EXTRACTED DATA: Begin

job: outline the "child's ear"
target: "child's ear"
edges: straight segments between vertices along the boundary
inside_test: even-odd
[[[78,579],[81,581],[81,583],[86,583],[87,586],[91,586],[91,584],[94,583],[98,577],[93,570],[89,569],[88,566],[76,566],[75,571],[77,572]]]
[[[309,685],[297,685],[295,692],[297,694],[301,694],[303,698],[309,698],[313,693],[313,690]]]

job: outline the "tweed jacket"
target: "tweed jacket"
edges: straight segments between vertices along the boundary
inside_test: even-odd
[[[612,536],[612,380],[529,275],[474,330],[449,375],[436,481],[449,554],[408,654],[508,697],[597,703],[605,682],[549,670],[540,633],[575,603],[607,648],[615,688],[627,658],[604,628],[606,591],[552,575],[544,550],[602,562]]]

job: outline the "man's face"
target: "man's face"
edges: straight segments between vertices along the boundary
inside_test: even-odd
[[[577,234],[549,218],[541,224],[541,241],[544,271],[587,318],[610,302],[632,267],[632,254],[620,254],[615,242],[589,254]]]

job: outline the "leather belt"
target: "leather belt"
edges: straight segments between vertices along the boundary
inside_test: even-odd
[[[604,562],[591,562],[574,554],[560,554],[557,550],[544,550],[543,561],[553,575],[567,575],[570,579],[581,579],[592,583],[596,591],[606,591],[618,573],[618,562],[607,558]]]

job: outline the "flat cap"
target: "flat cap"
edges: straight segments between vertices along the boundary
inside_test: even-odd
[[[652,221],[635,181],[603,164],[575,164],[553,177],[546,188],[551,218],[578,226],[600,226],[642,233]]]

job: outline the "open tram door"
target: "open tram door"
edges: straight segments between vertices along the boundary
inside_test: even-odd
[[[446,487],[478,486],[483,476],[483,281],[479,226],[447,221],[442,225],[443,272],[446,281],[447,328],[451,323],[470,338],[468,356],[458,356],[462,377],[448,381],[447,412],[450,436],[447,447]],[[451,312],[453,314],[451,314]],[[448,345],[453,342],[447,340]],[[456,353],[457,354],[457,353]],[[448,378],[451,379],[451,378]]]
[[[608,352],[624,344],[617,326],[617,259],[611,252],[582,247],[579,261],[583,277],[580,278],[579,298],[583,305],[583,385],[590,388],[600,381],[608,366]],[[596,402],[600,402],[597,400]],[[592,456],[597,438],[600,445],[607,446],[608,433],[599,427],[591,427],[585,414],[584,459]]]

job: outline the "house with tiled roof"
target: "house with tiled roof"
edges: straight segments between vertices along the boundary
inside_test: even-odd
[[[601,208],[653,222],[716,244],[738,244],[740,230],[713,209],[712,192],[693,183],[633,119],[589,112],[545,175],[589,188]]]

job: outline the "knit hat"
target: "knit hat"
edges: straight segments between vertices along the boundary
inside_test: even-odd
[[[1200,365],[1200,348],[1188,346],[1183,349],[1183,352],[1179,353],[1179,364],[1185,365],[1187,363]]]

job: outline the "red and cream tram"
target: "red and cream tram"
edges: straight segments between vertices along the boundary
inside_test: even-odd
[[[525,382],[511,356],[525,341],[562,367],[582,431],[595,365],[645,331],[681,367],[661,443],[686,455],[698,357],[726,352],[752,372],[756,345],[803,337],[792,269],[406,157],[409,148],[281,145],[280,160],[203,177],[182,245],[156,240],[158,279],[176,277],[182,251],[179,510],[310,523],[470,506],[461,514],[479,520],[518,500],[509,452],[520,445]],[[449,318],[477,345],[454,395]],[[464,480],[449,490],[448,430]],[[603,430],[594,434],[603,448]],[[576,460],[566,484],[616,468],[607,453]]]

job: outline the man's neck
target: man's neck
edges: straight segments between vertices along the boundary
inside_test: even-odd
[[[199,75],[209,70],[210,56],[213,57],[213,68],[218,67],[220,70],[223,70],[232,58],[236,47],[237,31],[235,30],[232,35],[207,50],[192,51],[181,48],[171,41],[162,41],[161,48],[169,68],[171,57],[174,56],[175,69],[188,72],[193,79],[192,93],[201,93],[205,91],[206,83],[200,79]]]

EXTRACTED DATA: End

WHAT IS BEING ASKED: From the entries above, collect every line with the string "flat" in it.

YOUR SOLUTION:
job: outline the "flat cap"
target: "flat cap"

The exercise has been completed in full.